**TASK BRIEF:** Everything from the line containing "For every instance of the residential" through the end of the entries should be output exactly; nothing before it is wanted.
-------------------------
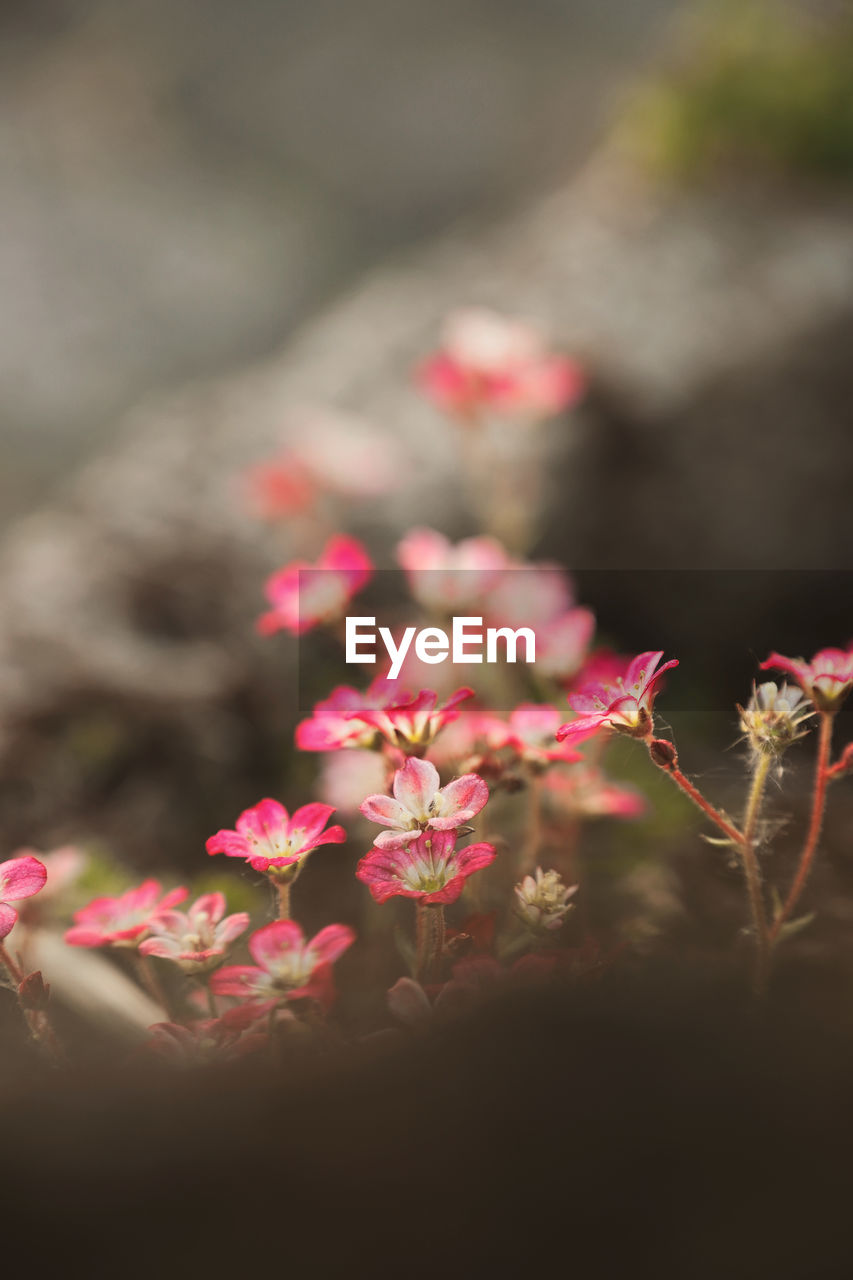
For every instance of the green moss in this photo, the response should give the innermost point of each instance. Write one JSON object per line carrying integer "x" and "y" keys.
{"x": 758, "y": 86}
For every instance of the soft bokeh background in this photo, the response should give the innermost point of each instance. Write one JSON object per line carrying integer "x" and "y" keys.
{"x": 215, "y": 213}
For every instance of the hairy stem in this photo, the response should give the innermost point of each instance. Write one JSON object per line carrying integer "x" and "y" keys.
{"x": 816, "y": 822}
{"x": 430, "y": 940}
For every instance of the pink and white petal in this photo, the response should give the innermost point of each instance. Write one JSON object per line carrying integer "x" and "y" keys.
{"x": 232, "y": 927}
{"x": 237, "y": 979}
{"x": 310, "y": 819}
{"x": 231, "y": 844}
{"x": 415, "y": 785}
{"x": 474, "y": 858}
{"x": 332, "y": 942}
{"x": 210, "y": 905}
{"x": 464, "y": 796}
{"x": 582, "y": 727}
{"x": 386, "y": 810}
{"x": 268, "y": 944}
{"x": 8, "y": 917}
{"x": 21, "y": 877}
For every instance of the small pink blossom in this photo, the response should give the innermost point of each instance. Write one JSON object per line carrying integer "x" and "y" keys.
{"x": 428, "y": 868}
{"x": 270, "y": 840}
{"x": 286, "y": 965}
{"x": 304, "y": 595}
{"x": 19, "y": 878}
{"x": 828, "y": 679}
{"x": 420, "y": 804}
{"x": 624, "y": 704}
{"x": 491, "y": 364}
{"x": 587, "y": 792}
{"x": 196, "y": 938}
{"x": 411, "y": 725}
{"x": 123, "y": 920}
{"x": 279, "y": 488}
{"x": 448, "y": 576}
{"x": 532, "y": 732}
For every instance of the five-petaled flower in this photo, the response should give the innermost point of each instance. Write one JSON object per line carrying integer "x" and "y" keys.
{"x": 428, "y": 868}
{"x": 274, "y": 842}
{"x": 123, "y": 920}
{"x": 624, "y": 703}
{"x": 488, "y": 362}
{"x": 828, "y": 679}
{"x": 420, "y": 803}
{"x": 304, "y": 595}
{"x": 286, "y": 965}
{"x": 19, "y": 878}
{"x": 196, "y": 938}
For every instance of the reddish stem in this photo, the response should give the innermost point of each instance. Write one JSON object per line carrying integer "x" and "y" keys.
{"x": 822, "y": 773}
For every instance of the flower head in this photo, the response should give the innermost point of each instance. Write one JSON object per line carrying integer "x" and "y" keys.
{"x": 488, "y": 362}
{"x": 828, "y": 679}
{"x": 411, "y": 725}
{"x": 123, "y": 920}
{"x": 624, "y": 703}
{"x": 420, "y": 803}
{"x": 775, "y": 717}
{"x": 532, "y": 732}
{"x": 304, "y": 595}
{"x": 428, "y": 868}
{"x": 446, "y": 576}
{"x": 286, "y": 965}
{"x": 272, "y": 841}
{"x": 543, "y": 900}
{"x": 196, "y": 938}
{"x": 19, "y": 878}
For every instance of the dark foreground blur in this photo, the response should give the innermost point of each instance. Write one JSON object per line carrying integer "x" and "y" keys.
{"x": 657, "y": 1128}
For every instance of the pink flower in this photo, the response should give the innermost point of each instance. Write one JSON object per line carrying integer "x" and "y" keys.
{"x": 287, "y": 967}
{"x": 420, "y": 804}
{"x": 624, "y": 703}
{"x": 413, "y": 723}
{"x": 337, "y": 721}
{"x": 269, "y": 839}
{"x": 279, "y": 488}
{"x": 429, "y": 868}
{"x": 532, "y": 732}
{"x": 197, "y": 938}
{"x": 564, "y": 643}
{"x": 446, "y": 576}
{"x": 488, "y": 362}
{"x": 19, "y": 878}
{"x": 304, "y": 595}
{"x": 828, "y": 679}
{"x": 124, "y": 920}
{"x": 585, "y": 792}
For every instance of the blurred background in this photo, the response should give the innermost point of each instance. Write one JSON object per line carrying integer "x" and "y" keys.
{"x": 217, "y": 214}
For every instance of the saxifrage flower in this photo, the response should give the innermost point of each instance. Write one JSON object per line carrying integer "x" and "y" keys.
{"x": 429, "y": 868}
{"x": 123, "y": 920}
{"x": 197, "y": 938}
{"x": 270, "y": 840}
{"x": 420, "y": 803}
{"x": 19, "y": 878}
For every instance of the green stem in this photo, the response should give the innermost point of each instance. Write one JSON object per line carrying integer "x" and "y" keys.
{"x": 816, "y": 822}
{"x": 430, "y": 940}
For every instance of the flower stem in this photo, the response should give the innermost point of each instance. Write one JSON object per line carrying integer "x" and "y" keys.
{"x": 816, "y": 822}
{"x": 667, "y": 760}
{"x": 752, "y": 869}
{"x": 430, "y": 940}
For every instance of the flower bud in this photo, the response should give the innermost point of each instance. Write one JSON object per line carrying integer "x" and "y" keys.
{"x": 543, "y": 900}
{"x": 775, "y": 717}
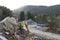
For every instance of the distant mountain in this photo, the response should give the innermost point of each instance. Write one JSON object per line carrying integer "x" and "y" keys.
{"x": 51, "y": 10}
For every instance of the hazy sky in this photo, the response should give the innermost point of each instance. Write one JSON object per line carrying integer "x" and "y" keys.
{"x": 14, "y": 4}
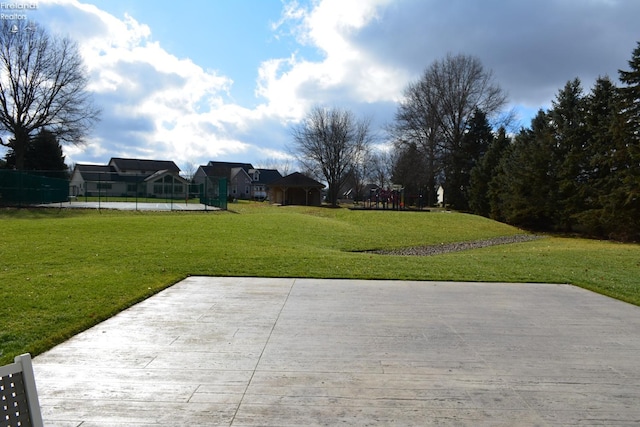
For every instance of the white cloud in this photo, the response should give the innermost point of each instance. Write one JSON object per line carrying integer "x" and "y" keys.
{"x": 160, "y": 105}
{"x": 346, "y": 71}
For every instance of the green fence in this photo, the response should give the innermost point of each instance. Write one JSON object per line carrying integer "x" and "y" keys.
{"x": 18, "y": 188}
{"x": 213, "y": 192}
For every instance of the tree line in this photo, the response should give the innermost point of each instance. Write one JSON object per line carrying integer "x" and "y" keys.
{"x": 576, "y": 168}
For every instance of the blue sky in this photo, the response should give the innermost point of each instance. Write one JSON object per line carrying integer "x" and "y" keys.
{"x": 202, "y": 80}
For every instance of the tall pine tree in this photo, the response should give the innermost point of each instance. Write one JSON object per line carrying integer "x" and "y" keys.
{"x": 480, "y": 194}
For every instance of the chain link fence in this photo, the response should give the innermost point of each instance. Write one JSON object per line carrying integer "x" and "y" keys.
{"x": 27, "y": 188}
{"x": 22, "y": 188}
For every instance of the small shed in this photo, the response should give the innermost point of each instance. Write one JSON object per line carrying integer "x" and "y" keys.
{"x": 296, "y": 189}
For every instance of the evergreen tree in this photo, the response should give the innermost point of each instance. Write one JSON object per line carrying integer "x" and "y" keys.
{"x": 567, "y": 121}
{"x": 473, "y": 145}
{"x": 480, "y": 197}
{"x": 623, "y": 202}
{"x": 44, "y": 155}
{"x": 525, "y": 188}
{"x": 630, "y": 93}
{"x": 596, "y": 181}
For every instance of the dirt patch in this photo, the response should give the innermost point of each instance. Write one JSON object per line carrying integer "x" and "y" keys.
{"x": 456, "y": 247}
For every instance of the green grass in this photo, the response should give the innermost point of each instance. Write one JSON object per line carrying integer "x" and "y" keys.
{"x": 62, "y": 271}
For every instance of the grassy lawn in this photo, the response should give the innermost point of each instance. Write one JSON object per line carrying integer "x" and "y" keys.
{"x": 62, "y": 271}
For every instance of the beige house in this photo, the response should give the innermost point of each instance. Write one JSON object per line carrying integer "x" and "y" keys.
{"x": 129, "y": 178}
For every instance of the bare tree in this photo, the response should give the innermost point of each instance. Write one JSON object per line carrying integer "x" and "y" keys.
{"x": 330, "y": 142}
{"x": 42, "y": 87}
{"x": 437, "y": 109}
{"x": 282, "y": 165}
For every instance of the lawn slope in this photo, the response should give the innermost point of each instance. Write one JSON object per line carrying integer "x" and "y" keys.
{"x": 62, "y": 271}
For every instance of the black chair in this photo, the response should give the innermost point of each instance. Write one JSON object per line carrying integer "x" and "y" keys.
{"x": 19, "y": 406}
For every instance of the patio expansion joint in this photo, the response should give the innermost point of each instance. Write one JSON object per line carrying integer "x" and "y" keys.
{"x": 266, "y": 343}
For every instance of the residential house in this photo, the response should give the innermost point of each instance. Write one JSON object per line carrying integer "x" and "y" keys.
{"x": 296, "y": 189}
{"x": 243, "y": 180}
{"x": 129, "y": 178}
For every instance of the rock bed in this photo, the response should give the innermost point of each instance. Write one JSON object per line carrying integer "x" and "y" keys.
{"x": 456, "y": 247}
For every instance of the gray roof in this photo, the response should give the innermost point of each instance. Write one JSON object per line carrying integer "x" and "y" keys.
{"x": 297, "y": 180}
{"x": 142, "y": 165}
{"x": 267, "y": 176}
-------------------------
**WRITTEN REPLY:**
For every instance of the residential house in this photo, the response should give the innermost point of each instance. Write one JSON object per line carrying integer "x" and "y" keys.
{"x": 296, "y": 189}
{"x": 243, "y": 180}
{"x": 129, "y": 178}
For every instance of the rock bed in this photo, the response should give the innermost point of each instance. Write one JSON object per line carrying integer "x" and "y" keys.
{"x": 456, "y": 247}
For every instance of the gray roof in this photo, the response should give the innermost point of each instance. Write one JSON object per line carrying integer "x" and "y" keys.
{"x": 297, "y": 180}
{"x": 142, "y": 165}
{"x": 267, "y": 176}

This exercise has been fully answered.